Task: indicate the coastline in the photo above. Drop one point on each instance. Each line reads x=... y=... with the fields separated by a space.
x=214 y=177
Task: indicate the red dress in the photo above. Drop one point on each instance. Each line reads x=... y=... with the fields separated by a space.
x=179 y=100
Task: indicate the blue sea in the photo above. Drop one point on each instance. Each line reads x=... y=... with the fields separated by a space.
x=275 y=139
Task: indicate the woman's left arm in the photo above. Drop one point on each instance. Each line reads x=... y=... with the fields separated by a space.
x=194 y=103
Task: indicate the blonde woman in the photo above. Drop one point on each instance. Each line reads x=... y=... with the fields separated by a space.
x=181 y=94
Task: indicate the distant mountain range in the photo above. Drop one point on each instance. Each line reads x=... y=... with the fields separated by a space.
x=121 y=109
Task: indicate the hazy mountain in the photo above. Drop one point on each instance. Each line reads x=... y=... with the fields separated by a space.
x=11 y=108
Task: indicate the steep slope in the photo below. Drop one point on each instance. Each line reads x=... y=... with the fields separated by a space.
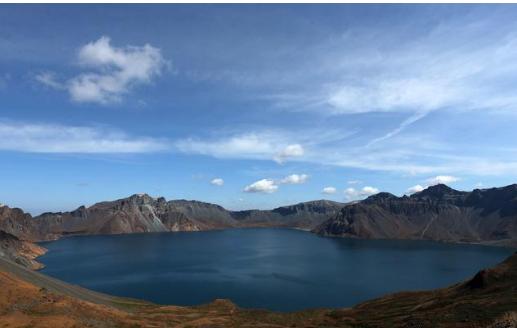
x=18 y=223
x=28 y=298
x=142 y=213
x=436 y=213
x=19 y=251
x=303 y=215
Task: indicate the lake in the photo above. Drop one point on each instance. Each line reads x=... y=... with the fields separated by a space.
x=277 y=269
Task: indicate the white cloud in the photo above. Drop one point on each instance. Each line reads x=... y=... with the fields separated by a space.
x=113 y=71
x=49 y=79
x=265 y=145
x=294 y=150
x=352 y=193
x=415 y=189
x=265 y=186
x=329 y=190
x=439 y=179
x=295 y=179
x=217 y=182
x=53 y=138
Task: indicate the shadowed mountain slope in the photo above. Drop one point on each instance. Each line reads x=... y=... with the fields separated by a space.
x=438 y=213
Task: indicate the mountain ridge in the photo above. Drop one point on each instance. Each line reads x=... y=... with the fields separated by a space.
x=437 y=213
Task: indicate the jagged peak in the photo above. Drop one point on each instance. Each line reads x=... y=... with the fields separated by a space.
x=436 y=191
x=380 y=196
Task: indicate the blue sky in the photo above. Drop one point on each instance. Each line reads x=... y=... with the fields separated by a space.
x=253 y=106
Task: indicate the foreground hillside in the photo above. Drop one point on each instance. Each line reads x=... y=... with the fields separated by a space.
x=30 y=299
x=441 y=213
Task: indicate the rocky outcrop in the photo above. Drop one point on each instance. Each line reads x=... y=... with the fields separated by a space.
x=21 y=252
x=436 y=213
x=142 y=213
x=303 y=215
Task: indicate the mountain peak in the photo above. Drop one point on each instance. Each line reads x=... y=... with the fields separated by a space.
┄┄┄┄┄┄┄┄┄┄┄┄┄┄┄┄┄┄┄┄
Work instructions:
Output every line of the items above as a JSON list of strings, one string per line, with blank lines and the pictures left out.

Written response:
[
  "Task: indicate the coastline in the photo above. Drop one point on each instance. Each line reads x=... y=... with the fields separated by a space.",
  "x=214 y=177",
  "Task: indicate the red dress in the photo above. Drop one point on each instance. Each line reads x=... y=... with the fields separated by a space.",
  "x=179 y=100",
  "Task: indicate the blue sea in the photo above. Drop one point on each instance. Each line reads x=... y=... with the fields separated by a space.",
  "x=275 y=139",
  "Task: indicate the woman's left arm in the photo above. Drop one point on each instance. Each line reads x=... y=... with the fields separated by a space.",
  "x=194 y=103",
  "Task: indicate the blonde woman in the photo above. Drop one point on each instance. Each line reads x=... y=... with the fields separated by a space.",
  "x=181 y=94",
  "Task: indicate the distant mountain range in the photo above. Drop one point on each instance. Each line reads x=... y=... with the fields separated by a space.",
  "x=121 y=109",
  "Task: indicate the hazy mountain in the photo above. Drop one point on each instance. Each line reads x=... y=... with the fields separated by a space.",
  "x=11 y=108",
  "Task: indicate the steep slope in the photo below. Drop one point on each instance. Each line reads x=... y=... with the fields separated by a space.",
  "x=18 y=223",
  "x=28 y=298",
  "x=142 y=213",
  "x=436 y=213",
  "x=19 y=251",
  "x=303 y=215",
  "Task: indicate the lake in the photo above. Drop one point on each instance. Each line reads x=... y=... with the fields separated by a space.",
  "x=277 y=269",
  "Task: indicate the white cloud in the photo above. Drop one point on each instance. Each line reads x=... y=... with the fields separated by a space.",
  "x=113 y=71",
  "x=49 y=79",
  "x=265 y=145",
  "x=294 y=150",
  "x=352 y=193",
  "x=415 y=189",
  "x=265 y=186",
  "x=329 y=190",
  "x=439 y=179",
  "x=295 y=179",
  "x=217 y=182",
  "x=53 y=138",
  "Task: indicate the shadowed mountain slope in the photo above. Drop one point on each instance. Each line reads x=... y=... with the fields separated by a space.",
  "x=438 y=213",
  "Task: indicate the mountain ridge in the photo above. Drop one point on each instance. Each line reads x=... y=... with the fields separated by a space.",
  "x=437 y=213",
  "Task: indicate the jagged peak in the photo above. Drop one point on each instance. Each line reads x=... y=... with the fields separated by a space.",
  "x=436 y=191",
  "x=380 y=196",
  "Task: indicate the blue sky in the photo above. Drop one point on each instance. Each line reads x=... y=... with the fields separated by a space.",
  "x=253 y=106",
  "Task: indicate the foreground hillside in the photo above. Drop one point on each instance. Each line reads x=... y=... with the fields separated by a space.",
  "x=30 y=299",
  "x=441 y=213",
  "Task: indicate the rocky outcrop in the photo above. Drop one point on each instance. Each line reads x=... y=... with the fields separated by a space.",
  "x=21 y=252",
  "x=436 y=213",
  "x=142 y=213",
  "x=303 y=215",
  "Task: indicate the mountain peak in the photo above. Drop one point on each instance. Each line reads x=... y=... with the fields separated by a space."
]